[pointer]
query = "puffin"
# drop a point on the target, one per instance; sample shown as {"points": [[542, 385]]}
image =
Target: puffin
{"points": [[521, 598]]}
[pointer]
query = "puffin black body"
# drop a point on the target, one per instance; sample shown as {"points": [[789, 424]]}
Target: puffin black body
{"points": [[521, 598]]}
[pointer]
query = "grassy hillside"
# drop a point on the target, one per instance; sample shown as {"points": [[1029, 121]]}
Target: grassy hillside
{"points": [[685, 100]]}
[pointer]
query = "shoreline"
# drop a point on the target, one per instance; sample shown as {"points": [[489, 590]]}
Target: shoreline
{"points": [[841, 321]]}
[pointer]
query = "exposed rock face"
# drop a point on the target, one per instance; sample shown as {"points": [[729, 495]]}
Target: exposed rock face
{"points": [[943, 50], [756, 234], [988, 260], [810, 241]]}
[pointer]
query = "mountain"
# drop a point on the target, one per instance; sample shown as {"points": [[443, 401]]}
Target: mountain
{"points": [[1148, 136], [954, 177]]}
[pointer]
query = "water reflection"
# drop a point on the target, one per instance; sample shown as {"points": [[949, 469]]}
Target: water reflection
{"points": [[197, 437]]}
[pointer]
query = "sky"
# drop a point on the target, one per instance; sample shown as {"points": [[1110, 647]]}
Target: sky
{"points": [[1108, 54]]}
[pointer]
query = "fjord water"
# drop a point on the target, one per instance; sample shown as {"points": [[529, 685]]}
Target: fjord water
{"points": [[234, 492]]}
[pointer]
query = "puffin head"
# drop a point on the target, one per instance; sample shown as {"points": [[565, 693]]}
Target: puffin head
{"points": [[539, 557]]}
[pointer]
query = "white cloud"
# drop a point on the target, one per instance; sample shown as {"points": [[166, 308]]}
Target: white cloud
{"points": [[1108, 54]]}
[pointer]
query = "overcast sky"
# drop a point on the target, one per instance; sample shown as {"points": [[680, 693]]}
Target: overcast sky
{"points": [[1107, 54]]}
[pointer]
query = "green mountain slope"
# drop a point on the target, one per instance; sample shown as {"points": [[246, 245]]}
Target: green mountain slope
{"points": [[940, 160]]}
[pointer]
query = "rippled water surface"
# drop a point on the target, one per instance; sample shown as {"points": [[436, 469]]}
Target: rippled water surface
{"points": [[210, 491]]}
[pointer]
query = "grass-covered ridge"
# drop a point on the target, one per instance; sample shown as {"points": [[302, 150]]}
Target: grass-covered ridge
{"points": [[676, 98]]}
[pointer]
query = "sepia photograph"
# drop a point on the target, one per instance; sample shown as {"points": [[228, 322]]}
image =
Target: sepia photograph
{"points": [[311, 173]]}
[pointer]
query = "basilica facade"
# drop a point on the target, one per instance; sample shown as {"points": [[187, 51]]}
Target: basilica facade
+-------+
Exercise objective:
Your task is to repeat every entry exactly.

Exercise solution:
[pointer]
query = "puffin"
# drop a point on the target, one per instance; sample shown as {"points": [[542, 385]]}
image =
Target: puffin
{"points": [[521, 598]]}
[pointer]
query = "puffin black body"
# drop a point on the target, one per instance; sample shown as {"points": [[789, 424]]}
Target: puffin black body
{"points": [[521, 598]]}
[pointer]
query = "grassy hillside"
# drop a point on the target, one per instance; sample shown as {"points": [[1029, 121]]}
Target: grassy hillside
{"points": [[685, 100]]}
[pointer]
query = "shoreline"
# drop a point on the target, one per instance; sample shown as {"points": [[489, 590]]}
Target: shoreline
{"points": [[841, 321]]}
[pointer]
query = "exposed rock face"
# drop a point on the target, one per instance; sample shown as {"points": [[729, 495]]}
Target: exposed rock face
{"points": [[943, 50], [756, 234], [988, 260], [810, 241]]}
[pointer]
query = "mountain"
# drop a point on the target, one per instance; sample shown as {"points": [[443, 401]]}
Target: mountain
{"points": [[1148, 136], [954, 177]]}
[pointer]
query = "water reflection"
# drop a point on the target, one per instance; sample shown as {"points": [[949, 469]]}
Target: water reflection
{"points": [[197, 437]]}
[pointer]
query = "sky"
# drop a point on the target, one per instance; sample shown as {"points": [[1110, 647]]}
Target: sky
{"points": [[1108, 54]]}
[pointer]
query = "fjord water"
# drop a point on the target, one per instance; sample shown as {"points": [[529, 685]]}
Target: fjord water
{"points": [[234, 492]]}
[pointer]
query = "puffin head"
# drop a point on the target, one per instance; sample shown as {"points": [[565, 693]]}
Target: puffin head
{"points": [[539, 557]]}
[pointer]
query = "white cloud"
# drop a point on the target, one per instance; sample shown as {"points": [[166, 308]]}
Target: white cloud
{"points": [[1108, 54]]}
[pointer]
query = "overcast sky"
# drop a point on the target, one per instance; sample shown as {"points": [[680, 693]]}
Target: overcast sky
{"points": [[1107, 54]]}
[pointer]
query = "green mountain slope"
# drop a point on the target, one per instance; sample shown as {"points": [[246, 245]]}
Target: green mountain slope
{"points": [[940, 160]]}
[pointer]
query = "rippled water surface"
# drop a point on the target, one per instance; sample shown as {"points": [[436, 469]]}
Target: rippled water surface
{"points": [[210, 491]]}
[pointer]
query = "grass-covered ridge"
# drop a point on the target, one per instance; sample shown as {"points": [[302, 150]]}
Target: grass-covered ridge
{"points": [[676, 98]]}
[pointer]
query = "sepia photograph"
# drop a point on the target, one per instance; sample shown as {"points": [[228, 322]]}
image =
Target: sepia photograph
{"points": [[311, 173]]}
[pointer]
query = "basilica facade"
# drop a point on the target, one per instance; sample shown as {"points": [[187, 51]]}
Target: basilica facade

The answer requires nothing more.